Referring expression data →
+--

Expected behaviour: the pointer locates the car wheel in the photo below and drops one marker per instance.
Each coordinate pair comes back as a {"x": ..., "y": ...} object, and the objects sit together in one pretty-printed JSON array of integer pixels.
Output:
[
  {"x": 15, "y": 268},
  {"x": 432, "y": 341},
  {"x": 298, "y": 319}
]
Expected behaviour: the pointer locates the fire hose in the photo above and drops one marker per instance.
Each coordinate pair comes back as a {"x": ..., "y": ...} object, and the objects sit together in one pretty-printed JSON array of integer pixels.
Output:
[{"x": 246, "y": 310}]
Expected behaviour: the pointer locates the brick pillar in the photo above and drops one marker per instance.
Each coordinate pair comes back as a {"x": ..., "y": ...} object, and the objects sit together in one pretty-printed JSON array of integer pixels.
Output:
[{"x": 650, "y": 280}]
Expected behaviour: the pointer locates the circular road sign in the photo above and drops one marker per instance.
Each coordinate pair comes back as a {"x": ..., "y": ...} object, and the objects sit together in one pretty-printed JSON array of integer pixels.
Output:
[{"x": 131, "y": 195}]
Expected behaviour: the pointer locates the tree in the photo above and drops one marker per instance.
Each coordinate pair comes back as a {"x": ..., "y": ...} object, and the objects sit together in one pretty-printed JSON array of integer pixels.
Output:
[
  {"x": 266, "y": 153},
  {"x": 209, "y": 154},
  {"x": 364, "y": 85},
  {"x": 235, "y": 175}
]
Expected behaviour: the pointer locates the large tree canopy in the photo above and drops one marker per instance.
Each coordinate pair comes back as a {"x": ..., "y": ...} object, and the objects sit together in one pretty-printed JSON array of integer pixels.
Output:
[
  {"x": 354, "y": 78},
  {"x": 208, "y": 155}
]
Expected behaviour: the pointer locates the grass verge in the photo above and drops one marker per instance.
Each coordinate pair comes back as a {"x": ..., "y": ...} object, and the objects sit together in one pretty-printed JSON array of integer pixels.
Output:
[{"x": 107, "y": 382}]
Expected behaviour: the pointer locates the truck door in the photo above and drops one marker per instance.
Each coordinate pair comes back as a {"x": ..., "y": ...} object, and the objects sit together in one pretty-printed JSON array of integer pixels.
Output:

+--

Task description →
Stop after the line containing "Expected behaviour: the pointer locates the brick": print exactly the lines from the start of the entries above up to it, that line included.

Result for this task →
Expected behaviour: the pointer locates the car wheel in the photo below and drops one marker per instance.
Each coordinate pair comes back as a {"x": ..., "y": ...} object, and the objects sit together in one pretty-printed JSON array of integer pixels.
Output:
[
  {"x": 15, "y": 268},
  {"x": 432, "y": 341},
  {"x": 298, "y": 319}
]
Expected behaviour: the pointer locates the fire hose in the photo above and drops one marker per instance.
Each coordinate pair comes back as a {"x": ..., "y": ...} object, and the objects sit together in one pretty-printed JSON array of integer pixels.
Output:
[{"x": 246, "y": 310}]
Expected behaviour: the pointer locates the brick pillar in the photo above and drops one marker per instance.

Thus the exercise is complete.